- Tasks for this exercise -
1) Answer these questions from the IIS post:
(a) In which file does the metabase reside, according to Ken Schaefer?
(b) What tool does the quoted message suggest as another troubleshooting step?
(c) Which process would that tool need to be attached to?
2) Retype the IIS post from "Indeed, the metabase" to "service to crash." word for word.

[thelist] IIS Nightmare

Jeff Howden jeff at jeffhowden.com
Wed Apr 7 16:12:46 CDT 2004


Ken,

><><><><><><><><><><><><><><><><><><><><><><><><><><><><><
> From: Ken Schaefer
>
> If indeed the metabase is corrupt, then one solution
> maybe to uninstall IIS, delete the metabase.bin file
> (which is where the metabase resides), and then
> reinstall IIS. You'd need to recreate your settings
> etc however.
><><><><><><><><><><><><><><><><><><><><><><><><><><><><><

Indeed, the metabase *was* corrupt and a reinstall, check that it's working,
restore of previously backed-up settings, and check to see that it crashes
proved to me that it was the metabase.  So, another uninstall, reinstall,
and recreation of settings by hand had me back in business.  *Now*, if I
could just identify what is corrupting the metabase, life would be much
better.

><><><><><><><><><><><><><><><><><><><><><><><><><><><><><
> Another possible troubleshooting step might be to use
> the IISState tool from:
> http://www.iisfaq.com/default.aspx?view=P197
> which you'd need to attach to the inetinfo.exe process
> to see what's causing W3WSC service to crash.

- Data block -

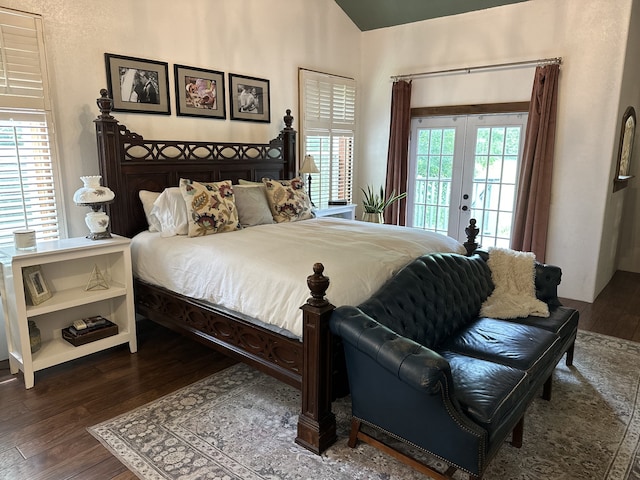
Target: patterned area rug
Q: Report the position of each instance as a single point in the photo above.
(240, 424)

- The solutions -
1)
(a) metabase.bin
(b) The IISState tool
(c) inetinfo.exe

2)
Indeed, the metabase *was* corrupt and a reinstall, check that it's working,
restore of previously backed-up settings, and check to see that it crashes
proved to me that it was the metabase.  So, another uninstall, reinstall,
and recreation of settings by hand had me back in business.  *Now*, if I
could just identify what is corrupting the metabase, life would be much
better.

><><><><><><><><><><><><><><><><><><><><><><><><><><><><><
> Another possible troubleshooting step might be to use
> the IISState tool from:
> http://www.iisfaq.com/default.aspx?view=P197
> which you'd need to attach to the inetinfo.exe process
> to see what's causing W3WSC service to crash.